**Challenge**. Output word for word the lines from the one with "[spot] the deck" to the final line of the data, both ends included, but skip the pictures.
◇ ◇ ◇ ◇ ◇ ◇ ◇
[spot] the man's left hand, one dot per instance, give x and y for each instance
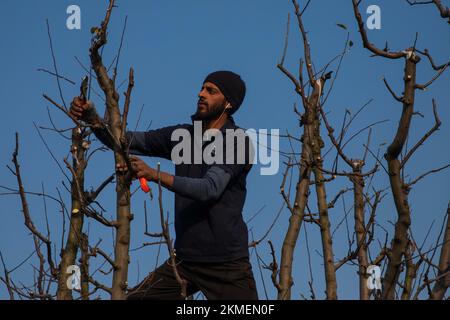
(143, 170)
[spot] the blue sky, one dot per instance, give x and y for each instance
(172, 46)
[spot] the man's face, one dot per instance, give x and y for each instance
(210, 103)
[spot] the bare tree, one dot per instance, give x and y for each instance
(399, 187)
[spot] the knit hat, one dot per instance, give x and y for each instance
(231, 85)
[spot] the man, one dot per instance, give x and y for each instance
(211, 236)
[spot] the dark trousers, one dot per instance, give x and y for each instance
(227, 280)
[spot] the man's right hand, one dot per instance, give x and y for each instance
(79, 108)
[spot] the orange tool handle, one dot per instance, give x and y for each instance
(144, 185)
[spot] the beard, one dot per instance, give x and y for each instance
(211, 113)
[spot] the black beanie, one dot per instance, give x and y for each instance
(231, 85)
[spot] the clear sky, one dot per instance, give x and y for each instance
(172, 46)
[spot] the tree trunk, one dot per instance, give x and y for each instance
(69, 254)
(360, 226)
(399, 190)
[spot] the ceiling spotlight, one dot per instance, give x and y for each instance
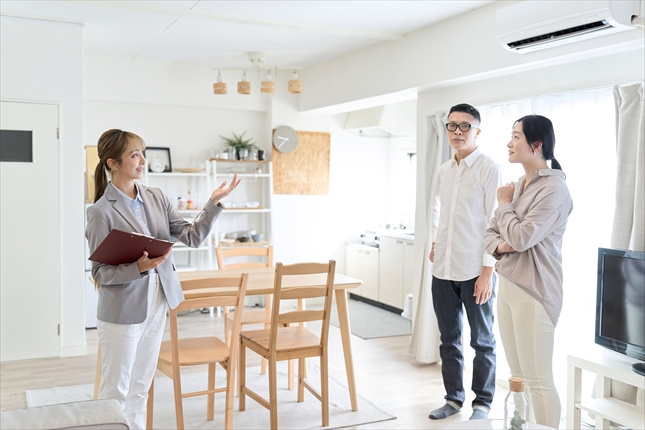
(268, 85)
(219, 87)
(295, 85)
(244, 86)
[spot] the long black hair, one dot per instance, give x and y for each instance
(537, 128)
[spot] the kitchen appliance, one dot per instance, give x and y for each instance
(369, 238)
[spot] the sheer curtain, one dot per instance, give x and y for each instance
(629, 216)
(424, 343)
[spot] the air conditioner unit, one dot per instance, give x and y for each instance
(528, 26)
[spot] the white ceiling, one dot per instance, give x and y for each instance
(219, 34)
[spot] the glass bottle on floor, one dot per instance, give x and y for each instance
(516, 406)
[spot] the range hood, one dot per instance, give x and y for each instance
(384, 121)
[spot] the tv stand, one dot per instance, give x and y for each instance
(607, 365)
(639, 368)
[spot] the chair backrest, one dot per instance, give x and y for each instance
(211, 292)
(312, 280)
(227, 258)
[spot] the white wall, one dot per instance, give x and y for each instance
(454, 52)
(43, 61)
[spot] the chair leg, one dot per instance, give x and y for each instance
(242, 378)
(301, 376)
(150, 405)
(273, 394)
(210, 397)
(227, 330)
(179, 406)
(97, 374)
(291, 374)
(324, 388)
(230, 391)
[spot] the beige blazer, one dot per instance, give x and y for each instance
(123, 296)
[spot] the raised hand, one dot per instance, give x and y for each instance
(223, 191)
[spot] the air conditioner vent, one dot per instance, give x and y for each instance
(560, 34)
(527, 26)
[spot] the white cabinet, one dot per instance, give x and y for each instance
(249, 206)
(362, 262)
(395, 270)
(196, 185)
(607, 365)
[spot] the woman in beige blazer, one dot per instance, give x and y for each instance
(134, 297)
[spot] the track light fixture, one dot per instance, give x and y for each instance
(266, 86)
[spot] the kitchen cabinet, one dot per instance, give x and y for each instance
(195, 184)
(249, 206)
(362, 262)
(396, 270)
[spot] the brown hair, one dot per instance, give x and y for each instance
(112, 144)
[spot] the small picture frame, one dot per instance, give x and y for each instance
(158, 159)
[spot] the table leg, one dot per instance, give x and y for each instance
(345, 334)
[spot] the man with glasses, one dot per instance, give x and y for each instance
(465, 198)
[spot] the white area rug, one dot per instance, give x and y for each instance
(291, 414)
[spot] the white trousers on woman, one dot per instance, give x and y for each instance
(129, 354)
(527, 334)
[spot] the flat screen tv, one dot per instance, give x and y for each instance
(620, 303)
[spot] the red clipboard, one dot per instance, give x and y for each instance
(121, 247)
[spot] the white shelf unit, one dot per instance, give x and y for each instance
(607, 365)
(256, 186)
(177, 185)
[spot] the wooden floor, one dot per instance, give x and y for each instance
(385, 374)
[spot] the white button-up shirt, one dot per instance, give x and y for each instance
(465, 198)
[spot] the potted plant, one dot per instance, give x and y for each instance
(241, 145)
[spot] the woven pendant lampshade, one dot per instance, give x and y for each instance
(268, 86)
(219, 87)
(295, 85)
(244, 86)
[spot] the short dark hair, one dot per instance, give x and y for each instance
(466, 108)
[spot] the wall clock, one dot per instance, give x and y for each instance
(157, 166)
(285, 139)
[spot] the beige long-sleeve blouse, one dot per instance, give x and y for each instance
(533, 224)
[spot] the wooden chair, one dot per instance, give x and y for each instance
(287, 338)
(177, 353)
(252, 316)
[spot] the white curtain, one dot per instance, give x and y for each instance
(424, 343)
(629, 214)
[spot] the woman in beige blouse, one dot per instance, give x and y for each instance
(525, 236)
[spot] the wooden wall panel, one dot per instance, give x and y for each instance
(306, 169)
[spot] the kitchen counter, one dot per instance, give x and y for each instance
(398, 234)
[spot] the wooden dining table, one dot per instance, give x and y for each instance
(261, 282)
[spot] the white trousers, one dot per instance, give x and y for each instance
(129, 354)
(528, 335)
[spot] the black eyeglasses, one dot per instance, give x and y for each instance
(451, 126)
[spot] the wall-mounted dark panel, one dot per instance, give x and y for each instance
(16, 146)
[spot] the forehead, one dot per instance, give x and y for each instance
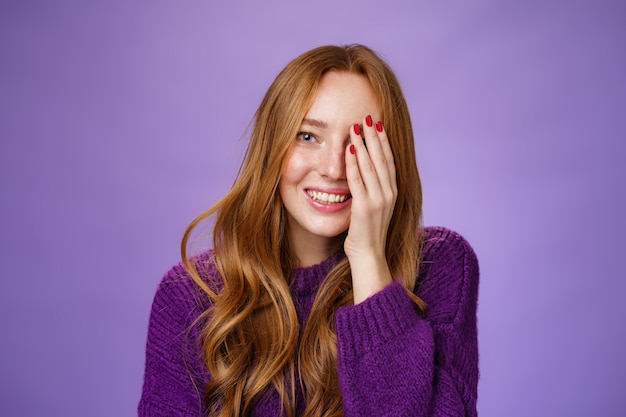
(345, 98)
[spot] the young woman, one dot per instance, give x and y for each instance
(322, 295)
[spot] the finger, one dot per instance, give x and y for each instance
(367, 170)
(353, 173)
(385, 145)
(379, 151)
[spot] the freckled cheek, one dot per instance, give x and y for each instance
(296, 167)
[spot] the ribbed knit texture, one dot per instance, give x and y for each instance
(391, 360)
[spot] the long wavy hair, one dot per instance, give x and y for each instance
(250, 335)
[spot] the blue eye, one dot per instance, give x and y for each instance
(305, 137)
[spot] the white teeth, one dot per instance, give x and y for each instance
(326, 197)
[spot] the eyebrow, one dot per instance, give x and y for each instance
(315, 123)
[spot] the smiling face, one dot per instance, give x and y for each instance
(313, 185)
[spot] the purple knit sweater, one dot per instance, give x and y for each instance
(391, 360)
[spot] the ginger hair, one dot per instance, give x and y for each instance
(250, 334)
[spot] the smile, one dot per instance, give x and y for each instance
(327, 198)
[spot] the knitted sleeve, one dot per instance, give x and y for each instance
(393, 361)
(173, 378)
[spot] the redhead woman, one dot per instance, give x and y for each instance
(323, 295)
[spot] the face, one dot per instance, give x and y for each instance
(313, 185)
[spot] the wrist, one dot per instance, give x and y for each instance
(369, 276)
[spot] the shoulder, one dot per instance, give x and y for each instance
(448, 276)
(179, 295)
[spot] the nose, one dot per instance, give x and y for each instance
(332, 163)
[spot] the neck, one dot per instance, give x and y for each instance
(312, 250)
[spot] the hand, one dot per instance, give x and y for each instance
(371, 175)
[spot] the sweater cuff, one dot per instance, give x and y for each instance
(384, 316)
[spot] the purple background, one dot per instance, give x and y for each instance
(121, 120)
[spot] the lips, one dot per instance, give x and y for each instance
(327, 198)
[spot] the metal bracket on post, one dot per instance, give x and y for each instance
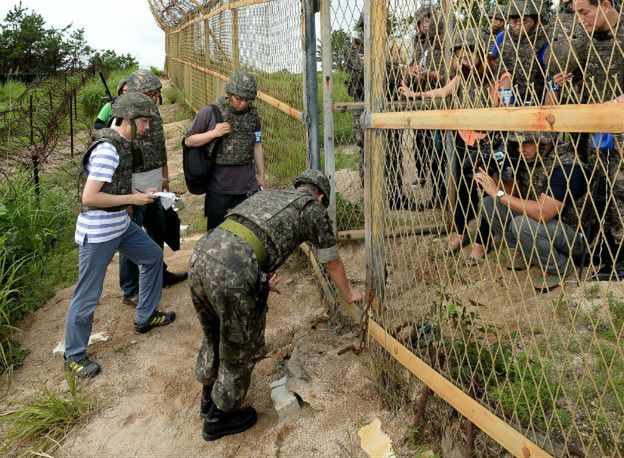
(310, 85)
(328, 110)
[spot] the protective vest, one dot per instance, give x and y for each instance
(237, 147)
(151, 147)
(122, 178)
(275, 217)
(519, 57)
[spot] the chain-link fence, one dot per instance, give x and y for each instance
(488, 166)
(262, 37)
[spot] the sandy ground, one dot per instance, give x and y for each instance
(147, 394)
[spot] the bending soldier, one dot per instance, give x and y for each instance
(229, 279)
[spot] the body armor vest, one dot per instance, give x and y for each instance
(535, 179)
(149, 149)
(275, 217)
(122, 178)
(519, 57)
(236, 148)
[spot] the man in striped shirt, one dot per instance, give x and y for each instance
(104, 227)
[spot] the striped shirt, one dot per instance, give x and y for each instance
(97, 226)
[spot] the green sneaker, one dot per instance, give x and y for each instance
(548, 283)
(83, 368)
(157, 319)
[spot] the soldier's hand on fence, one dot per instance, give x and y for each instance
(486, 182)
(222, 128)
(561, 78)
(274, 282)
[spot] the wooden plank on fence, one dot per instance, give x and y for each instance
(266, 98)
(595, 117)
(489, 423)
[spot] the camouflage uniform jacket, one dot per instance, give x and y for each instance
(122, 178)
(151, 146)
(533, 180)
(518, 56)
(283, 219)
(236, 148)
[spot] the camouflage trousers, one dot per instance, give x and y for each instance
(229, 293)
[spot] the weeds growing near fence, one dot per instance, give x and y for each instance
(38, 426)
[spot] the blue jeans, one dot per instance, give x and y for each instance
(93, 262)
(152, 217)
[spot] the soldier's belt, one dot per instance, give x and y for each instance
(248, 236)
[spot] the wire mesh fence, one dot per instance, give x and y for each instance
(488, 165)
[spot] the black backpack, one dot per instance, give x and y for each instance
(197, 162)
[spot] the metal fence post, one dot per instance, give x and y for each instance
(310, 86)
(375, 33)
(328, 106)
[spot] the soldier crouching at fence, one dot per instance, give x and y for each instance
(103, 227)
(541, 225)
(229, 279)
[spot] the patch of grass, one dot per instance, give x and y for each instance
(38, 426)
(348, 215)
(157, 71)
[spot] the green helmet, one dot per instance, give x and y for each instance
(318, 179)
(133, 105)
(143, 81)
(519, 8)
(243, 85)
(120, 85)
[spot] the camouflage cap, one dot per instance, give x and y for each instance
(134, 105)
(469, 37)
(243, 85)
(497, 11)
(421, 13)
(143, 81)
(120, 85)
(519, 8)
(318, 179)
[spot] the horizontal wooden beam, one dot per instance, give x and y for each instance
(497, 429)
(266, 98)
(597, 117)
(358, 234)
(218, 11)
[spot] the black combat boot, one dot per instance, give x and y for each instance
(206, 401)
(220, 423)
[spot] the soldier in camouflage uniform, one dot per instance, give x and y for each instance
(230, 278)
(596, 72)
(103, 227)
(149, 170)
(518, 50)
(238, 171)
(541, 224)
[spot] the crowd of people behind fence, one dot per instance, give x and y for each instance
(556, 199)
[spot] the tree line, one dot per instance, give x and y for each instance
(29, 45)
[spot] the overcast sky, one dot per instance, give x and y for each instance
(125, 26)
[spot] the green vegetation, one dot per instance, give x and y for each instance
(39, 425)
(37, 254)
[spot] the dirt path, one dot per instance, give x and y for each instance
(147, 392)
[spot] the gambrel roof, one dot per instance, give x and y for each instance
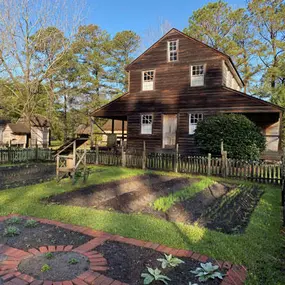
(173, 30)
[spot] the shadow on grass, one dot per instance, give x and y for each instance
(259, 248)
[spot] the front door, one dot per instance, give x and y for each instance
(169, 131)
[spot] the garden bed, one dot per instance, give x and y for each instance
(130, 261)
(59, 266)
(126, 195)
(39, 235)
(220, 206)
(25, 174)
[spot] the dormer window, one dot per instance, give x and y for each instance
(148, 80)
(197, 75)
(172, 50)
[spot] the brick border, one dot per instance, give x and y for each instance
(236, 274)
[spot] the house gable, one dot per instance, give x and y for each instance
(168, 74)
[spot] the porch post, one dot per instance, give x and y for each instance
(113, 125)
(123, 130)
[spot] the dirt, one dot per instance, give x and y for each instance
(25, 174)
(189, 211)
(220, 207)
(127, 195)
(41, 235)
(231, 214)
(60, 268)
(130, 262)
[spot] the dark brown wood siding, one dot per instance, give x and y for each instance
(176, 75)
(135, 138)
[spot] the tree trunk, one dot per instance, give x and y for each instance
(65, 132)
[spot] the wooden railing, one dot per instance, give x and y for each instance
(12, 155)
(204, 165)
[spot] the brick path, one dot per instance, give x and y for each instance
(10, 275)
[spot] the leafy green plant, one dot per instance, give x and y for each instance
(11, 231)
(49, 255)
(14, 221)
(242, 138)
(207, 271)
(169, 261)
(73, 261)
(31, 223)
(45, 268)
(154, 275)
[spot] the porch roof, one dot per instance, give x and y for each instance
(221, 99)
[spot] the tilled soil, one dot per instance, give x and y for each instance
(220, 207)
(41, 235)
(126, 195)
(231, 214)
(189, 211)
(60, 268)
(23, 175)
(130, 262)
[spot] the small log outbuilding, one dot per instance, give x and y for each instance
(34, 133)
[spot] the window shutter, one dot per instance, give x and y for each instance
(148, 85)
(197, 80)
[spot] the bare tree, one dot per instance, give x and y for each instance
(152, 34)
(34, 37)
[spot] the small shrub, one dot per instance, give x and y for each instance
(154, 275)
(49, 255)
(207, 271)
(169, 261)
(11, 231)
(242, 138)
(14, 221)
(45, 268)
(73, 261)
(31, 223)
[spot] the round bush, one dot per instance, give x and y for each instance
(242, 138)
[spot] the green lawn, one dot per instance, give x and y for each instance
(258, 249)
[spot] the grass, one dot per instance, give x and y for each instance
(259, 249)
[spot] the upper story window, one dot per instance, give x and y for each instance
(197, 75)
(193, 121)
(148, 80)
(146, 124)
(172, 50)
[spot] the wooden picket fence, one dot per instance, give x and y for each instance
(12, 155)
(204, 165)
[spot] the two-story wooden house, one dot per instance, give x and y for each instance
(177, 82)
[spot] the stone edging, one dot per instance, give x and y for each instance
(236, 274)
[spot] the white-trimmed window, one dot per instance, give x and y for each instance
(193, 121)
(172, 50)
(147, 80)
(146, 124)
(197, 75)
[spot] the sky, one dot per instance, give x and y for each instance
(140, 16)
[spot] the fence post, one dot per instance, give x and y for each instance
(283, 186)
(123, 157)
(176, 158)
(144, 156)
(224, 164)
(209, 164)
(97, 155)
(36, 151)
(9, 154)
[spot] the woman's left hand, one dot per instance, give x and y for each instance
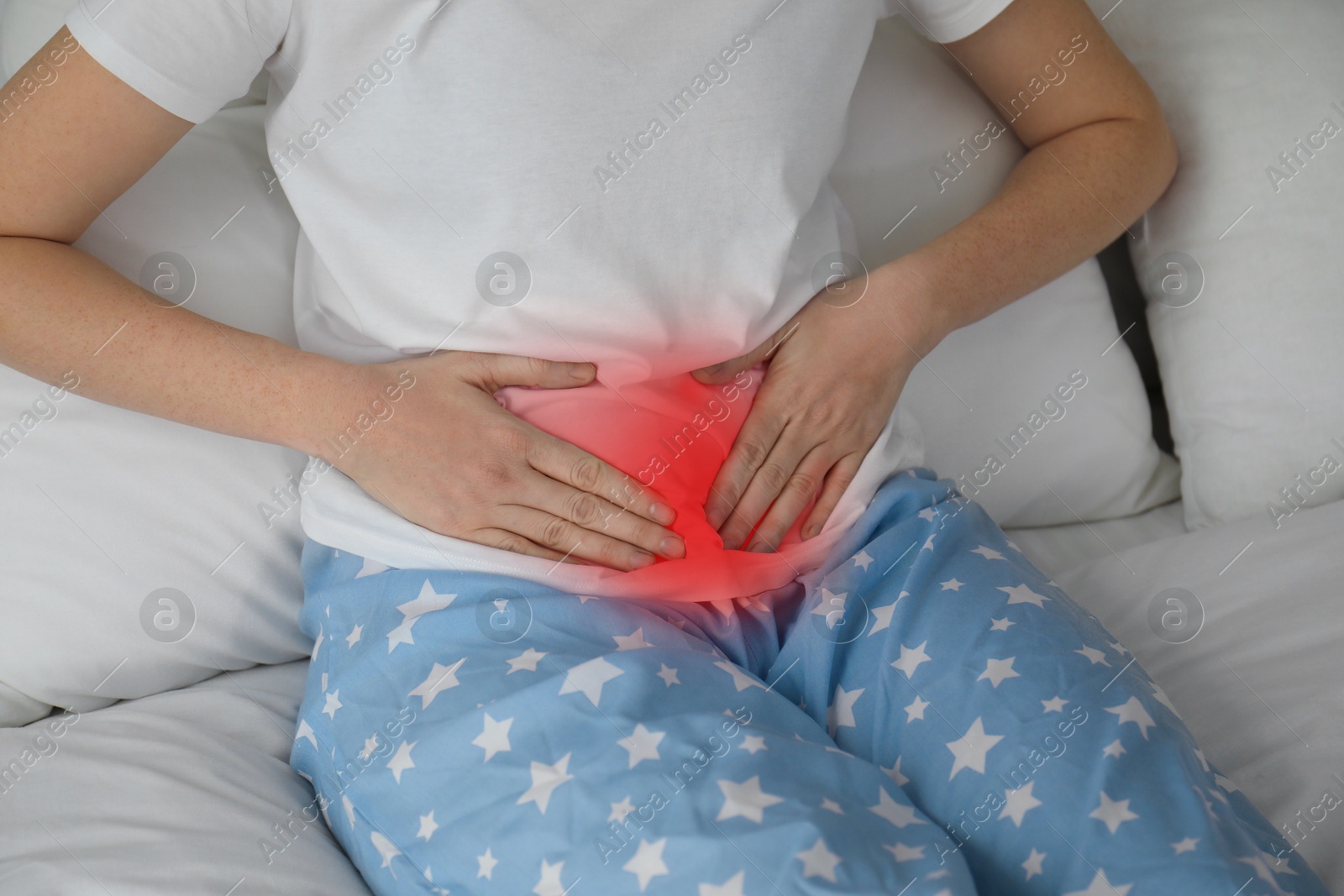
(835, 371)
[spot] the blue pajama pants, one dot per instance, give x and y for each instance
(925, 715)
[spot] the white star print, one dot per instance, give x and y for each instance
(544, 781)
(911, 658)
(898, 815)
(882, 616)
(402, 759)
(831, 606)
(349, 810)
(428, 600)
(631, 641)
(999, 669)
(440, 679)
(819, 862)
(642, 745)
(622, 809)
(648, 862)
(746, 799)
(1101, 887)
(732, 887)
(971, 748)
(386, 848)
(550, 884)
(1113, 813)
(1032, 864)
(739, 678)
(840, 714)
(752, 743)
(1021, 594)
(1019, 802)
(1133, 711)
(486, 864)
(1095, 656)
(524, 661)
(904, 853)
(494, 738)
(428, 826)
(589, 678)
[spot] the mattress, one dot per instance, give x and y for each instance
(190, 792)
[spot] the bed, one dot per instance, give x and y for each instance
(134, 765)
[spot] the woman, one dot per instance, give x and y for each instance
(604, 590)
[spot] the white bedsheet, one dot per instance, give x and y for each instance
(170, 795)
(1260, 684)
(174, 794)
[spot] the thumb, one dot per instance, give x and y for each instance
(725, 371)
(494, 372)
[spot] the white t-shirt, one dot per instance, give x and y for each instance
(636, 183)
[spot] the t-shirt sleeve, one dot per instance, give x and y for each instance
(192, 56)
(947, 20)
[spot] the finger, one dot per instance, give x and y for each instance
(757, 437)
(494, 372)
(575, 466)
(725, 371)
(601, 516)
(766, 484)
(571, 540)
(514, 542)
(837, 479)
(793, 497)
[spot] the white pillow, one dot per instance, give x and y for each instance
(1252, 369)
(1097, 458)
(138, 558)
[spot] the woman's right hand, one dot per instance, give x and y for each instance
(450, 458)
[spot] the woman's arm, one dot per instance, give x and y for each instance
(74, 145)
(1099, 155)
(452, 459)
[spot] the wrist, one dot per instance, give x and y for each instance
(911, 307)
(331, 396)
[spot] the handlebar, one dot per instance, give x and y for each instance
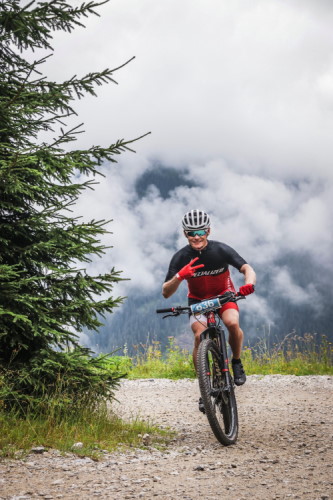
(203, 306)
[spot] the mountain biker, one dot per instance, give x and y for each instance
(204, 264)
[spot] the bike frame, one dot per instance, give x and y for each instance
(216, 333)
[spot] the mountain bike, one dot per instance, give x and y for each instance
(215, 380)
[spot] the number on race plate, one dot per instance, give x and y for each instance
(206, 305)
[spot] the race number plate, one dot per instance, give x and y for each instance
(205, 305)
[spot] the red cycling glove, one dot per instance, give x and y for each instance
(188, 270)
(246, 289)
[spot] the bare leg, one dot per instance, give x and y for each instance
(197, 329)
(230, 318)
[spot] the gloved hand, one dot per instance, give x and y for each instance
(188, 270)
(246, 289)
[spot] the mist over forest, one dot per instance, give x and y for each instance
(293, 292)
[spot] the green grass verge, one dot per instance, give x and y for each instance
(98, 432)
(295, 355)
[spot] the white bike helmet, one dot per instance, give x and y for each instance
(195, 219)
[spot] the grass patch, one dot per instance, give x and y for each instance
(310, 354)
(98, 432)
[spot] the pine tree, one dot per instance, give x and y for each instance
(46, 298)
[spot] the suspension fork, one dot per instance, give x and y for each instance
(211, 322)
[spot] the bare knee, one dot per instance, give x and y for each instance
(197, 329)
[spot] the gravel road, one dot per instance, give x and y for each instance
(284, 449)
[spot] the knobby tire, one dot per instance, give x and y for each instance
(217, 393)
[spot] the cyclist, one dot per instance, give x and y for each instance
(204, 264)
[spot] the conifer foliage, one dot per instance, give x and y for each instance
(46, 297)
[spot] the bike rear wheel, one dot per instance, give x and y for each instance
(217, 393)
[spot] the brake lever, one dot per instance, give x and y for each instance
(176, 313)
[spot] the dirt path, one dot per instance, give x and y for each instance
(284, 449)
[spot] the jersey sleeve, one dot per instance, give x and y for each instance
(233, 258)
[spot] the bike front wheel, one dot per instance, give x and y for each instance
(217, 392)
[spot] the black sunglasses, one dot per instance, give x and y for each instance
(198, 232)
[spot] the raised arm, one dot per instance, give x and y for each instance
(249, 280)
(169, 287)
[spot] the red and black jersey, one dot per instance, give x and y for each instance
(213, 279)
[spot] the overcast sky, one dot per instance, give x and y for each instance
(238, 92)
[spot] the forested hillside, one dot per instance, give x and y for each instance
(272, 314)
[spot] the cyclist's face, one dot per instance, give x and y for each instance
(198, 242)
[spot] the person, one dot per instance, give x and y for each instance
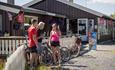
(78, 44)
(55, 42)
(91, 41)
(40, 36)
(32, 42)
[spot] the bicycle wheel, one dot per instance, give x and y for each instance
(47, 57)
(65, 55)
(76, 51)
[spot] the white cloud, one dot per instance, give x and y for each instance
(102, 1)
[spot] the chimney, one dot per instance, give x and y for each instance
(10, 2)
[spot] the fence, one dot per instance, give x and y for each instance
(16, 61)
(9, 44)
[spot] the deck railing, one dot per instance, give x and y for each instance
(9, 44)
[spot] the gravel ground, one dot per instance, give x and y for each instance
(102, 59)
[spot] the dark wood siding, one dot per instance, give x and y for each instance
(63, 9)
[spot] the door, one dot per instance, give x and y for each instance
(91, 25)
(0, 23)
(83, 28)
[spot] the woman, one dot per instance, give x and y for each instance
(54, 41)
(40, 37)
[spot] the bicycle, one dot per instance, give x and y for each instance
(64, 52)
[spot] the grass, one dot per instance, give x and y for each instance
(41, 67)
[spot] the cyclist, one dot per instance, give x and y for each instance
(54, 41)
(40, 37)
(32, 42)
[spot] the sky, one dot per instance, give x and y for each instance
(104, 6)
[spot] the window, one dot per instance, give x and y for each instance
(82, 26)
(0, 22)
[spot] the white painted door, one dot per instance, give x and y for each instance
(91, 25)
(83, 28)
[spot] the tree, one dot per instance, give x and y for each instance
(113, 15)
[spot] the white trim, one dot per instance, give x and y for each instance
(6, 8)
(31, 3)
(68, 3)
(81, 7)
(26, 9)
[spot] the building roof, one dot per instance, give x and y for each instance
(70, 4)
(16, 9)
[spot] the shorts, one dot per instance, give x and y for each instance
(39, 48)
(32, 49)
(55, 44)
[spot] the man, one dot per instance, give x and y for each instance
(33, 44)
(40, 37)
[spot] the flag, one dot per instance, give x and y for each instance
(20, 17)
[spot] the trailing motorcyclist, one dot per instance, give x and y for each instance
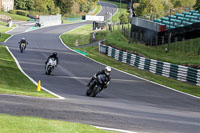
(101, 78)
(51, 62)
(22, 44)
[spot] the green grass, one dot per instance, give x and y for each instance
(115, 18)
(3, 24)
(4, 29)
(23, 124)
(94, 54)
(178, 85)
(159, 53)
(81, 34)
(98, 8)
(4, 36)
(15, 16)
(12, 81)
◇ ◇ ◇ ◇ ◇ ◇ ◇
**Answer to this task**.
[spot] the deck railing, one dot per instance, give x and y for each instance
(9, 44)
[spot] the gravel ground, one dot per instance, give x and y for each instance
(102, 59)
[spot] the dark wood siding, one dot per instance, give x and y for each instance
(63, 9)
[spot] the door, one dot per instance, give x and y for each instance
(91, 25)
(0, 23)
(83, 28)
[spot] the woman, one dot per instance, give x and y for each instance
(54, 41)
(40, 37)
[spot] the bicycle, one dot per instance, give x and y for each instance
(64, 52)
[spot] the grass, one dot per instance, give x and y for each instance
(41, 67)
[spot] the cyclist, one dot per instance, give x and y for each instance
(54, 41)
(40, 37)
(32, 42)
[spot] the sky, one dot per instance, give x and y for each instance
(104, 6)
[spot] the window, one dot per instance, give x and y for each instance
(82, 26)
(0, 22)
[spot] the white painted door, one dot per instance, give x and y for each instance
(91, 25)
(83, 28)
[spot] the tree, one dot per instance, give x and y for each instance
(113, 15)
[spot] the white trim, one dot per instance, give x and y for each instance
(6, 8)
(31, 3)
(68, 3)
(81, 7)
(26, 9)
[spot] the building roof, one dot per instance, give x and y for each instance
(70, 4)
(16, 9)
[spot] the shorts, one dot per instance, give x and y for each instance
(39, 48)
(32, 49)
(55, 44)
[spot] the man, one dot per instance, give x and y for each instance
(33, 44)
(40, 37)
[spot] the flag, one dot per instance, give x and y for each instance
(20, 17)
[spot] the trailing motorcyclist, one dot per instance, give x and y for each instance
(101, 78)
(51, 62)
(22, 44)
[spot] the green grass, one dot per instance, give x and y for each instance
(115, 18)
(3, 24)
(4, 29)
(23, 124)
(94, 54)
(178, 85)
(159, 53)
(81, 34)
(98, 8)
(4, 36)
(15, 16)
(12, 81)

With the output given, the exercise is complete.